Document passage ::
********

For every ailment, there is a healing medicine.
And while most of us run to the pharmacy to relieve our allergy symptoms and aching muscles, a local physician says the answer doesn’t have to be pharmaceutical.
Last week, Dr. Jeanne Paul gave students at the Agassiz Centre for Education an introduction to wildcrafting herbal medicine.
The answers to many of our aches and pains are in the flowers and trees that surround us, she says.
Not so long ago, arthritis patients would be flogged with stinging nettle. The sharp hairs painfully lashed medicine into the skin that would work to treat the inflammation. Thankfully, times have changed. Today, the plant is still used to treat arthritis, albeit in a kinder way.
Like many “weeds” and plants indigenous to the Fraser Valley, Dr. Paul says stinging nettle can be harvested so that medicine can be extracted — if you know how to do it.
From calendula, sunflower and goldenrod, to cottonwood, St. John’s Wort, and Devil’s club, there are cures hidden in nature. As a First Nations elder, Dr. Paul says “the creator” put certain plants in certain regions for a specific reason.
Hawthorn berries, particularly, are something that we all should have in our backyards, she says.

********

Supplied data ::
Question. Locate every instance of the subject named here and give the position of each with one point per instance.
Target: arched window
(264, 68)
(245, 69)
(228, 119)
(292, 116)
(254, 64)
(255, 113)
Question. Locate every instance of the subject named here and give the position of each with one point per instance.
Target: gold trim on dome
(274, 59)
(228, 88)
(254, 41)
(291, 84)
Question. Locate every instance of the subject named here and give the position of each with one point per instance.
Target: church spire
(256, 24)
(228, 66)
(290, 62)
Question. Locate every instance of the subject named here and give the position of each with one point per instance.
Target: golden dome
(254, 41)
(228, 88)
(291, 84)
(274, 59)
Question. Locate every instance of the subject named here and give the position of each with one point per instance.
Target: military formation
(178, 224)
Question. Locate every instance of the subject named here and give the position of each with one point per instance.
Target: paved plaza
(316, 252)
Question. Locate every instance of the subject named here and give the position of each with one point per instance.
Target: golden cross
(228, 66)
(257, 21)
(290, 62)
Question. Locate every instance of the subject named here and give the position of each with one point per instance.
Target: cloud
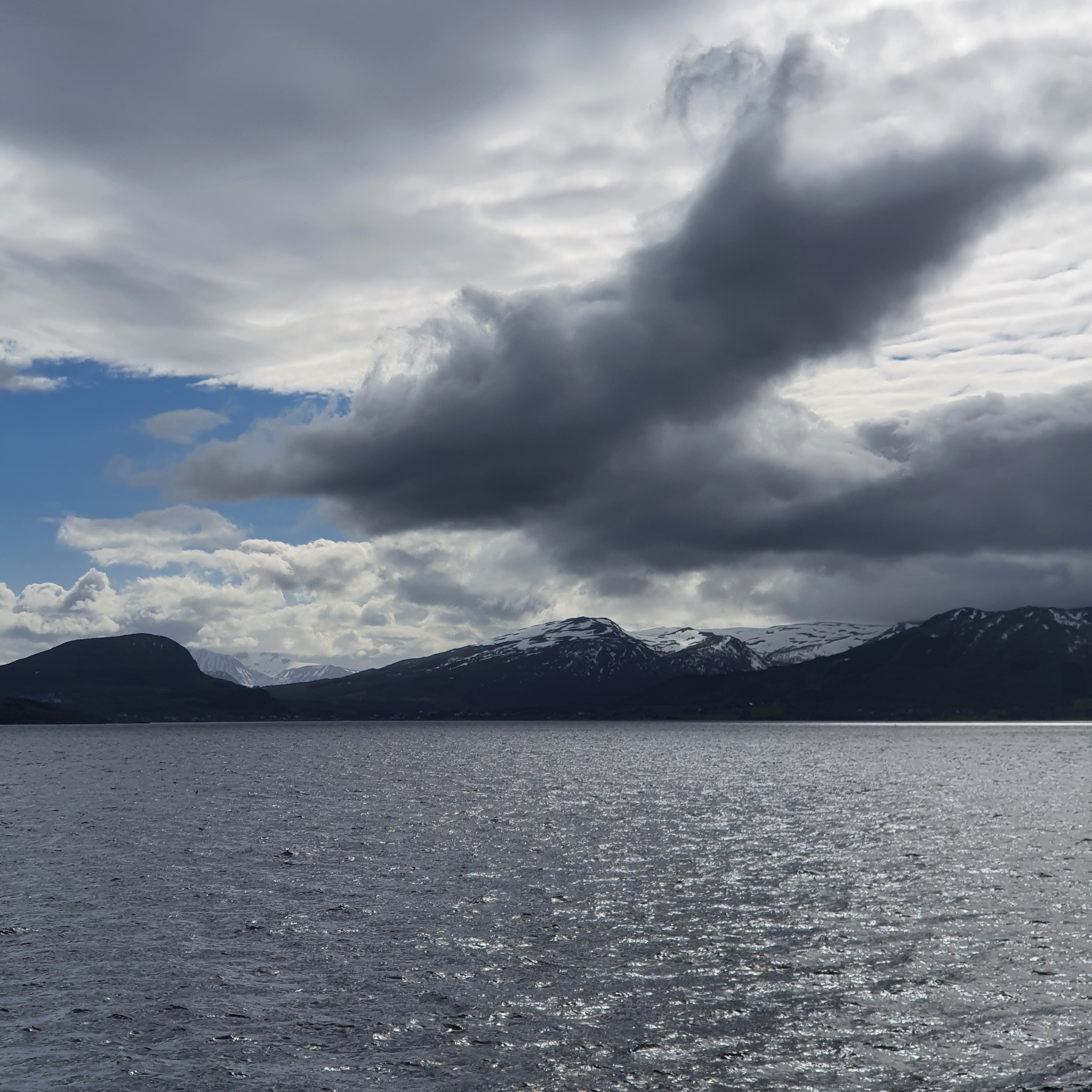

********

Work instructions ::
1 > In the article on wildcrafting herbal medicine, at what institution did Dr. Jeanne Paul introduce students to the practice?
2 > Extend the article on wildcrafting herbal medicine, picking up immediately after its final sentence.

Written answers ::
1 > The Agassiz Centre for Education.

2 >
She “wildcrafts” the berries in October, and uses them as a drink to strengthen her heart.
“Everywhere I’ve lived, I’ve planted a hawthorne tree,” she says.
At 71, she moves around the room with the vitality of a teenager. Her skin is soft and smooth, her voice strong yet comforting.
And as she talks to the students, she occasionally picks up a jar and swirls its contents.
It’s an intriguing mixture — a dark orange-red cider, with elderberries and various herbal bits. It’s more solid than liquid, and she made it herself, last October. It’s ready for drinking now, and the doctor has already asked for enough cups to go around.
Each time she picks it up, the students watch curiously as the thick potpourri moves around the bottle.
When one says she doesn’t plan on drinking it, the doctor chides her.
“You have to try something before you can say you don’t like it,” she tells the girl.
As the talk carries on, the students start to open up, telling the doctor about their health issues.
Many of them have respiratory troubles. And that means, when Dr. Paul returns after spring break, they’ll go off in search of cottonwood trees. They’ll wildcraft the needed supplies, bring them back to ACE, and learn how to make a natural remedy.
It’s only a small portion of what Dr. Paul teaches regularly. She travels to bands around Chilliwack and Agassiz, teaching an in-depth course on herbal medicines. Students learn the latin names for the medicines, how and when to pick plants, as well as the 13 body systems. But they also learn that there is no “one way” to cure anything.
In treating disease, you have be open-minded, she says. As a well-educated physician, she knows herbal medicine is not the end-all, be all.
“Don’t get stuck on one idea,” she says. “Keep moving.”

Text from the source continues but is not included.